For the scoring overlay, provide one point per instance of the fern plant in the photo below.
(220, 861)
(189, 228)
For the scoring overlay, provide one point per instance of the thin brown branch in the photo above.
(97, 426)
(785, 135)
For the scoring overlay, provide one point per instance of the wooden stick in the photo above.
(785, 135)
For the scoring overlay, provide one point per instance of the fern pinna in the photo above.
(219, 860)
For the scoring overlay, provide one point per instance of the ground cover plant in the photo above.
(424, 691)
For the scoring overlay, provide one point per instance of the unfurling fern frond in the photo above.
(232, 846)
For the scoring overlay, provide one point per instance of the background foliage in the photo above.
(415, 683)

========

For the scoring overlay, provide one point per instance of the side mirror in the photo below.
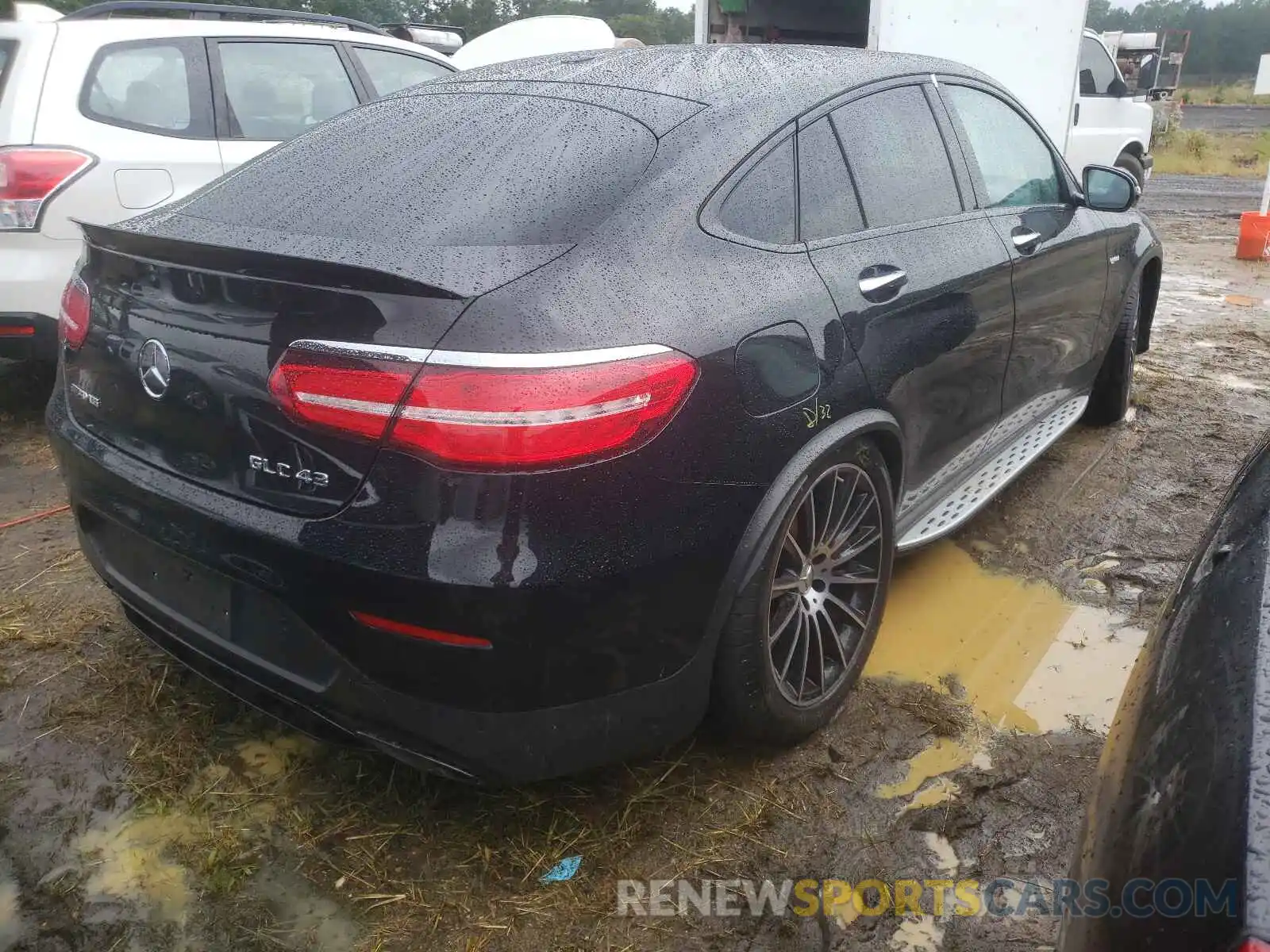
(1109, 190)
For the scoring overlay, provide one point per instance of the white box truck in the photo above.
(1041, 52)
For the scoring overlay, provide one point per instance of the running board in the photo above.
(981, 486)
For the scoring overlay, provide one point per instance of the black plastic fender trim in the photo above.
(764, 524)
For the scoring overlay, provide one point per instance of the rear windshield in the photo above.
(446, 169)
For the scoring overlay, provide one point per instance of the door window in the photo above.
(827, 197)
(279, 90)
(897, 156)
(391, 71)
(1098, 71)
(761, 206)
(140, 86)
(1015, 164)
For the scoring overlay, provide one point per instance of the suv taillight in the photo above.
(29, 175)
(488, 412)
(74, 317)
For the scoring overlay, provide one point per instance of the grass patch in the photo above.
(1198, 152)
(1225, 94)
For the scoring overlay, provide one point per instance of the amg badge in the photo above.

========

## [Exercise]
The answer is the lines above between the line holding "patch in the photo above." and the line holding "badge in the photo above.", inclusive, each written out exactly, and no others.

## [Response to this exercise]
For the scoring overlay, provide one point per instance of the grass patch in the photo above.
(1198, 152)
(1225, 94)
For the scoring overlay, provide one point per instance of the amg badge in the photo above.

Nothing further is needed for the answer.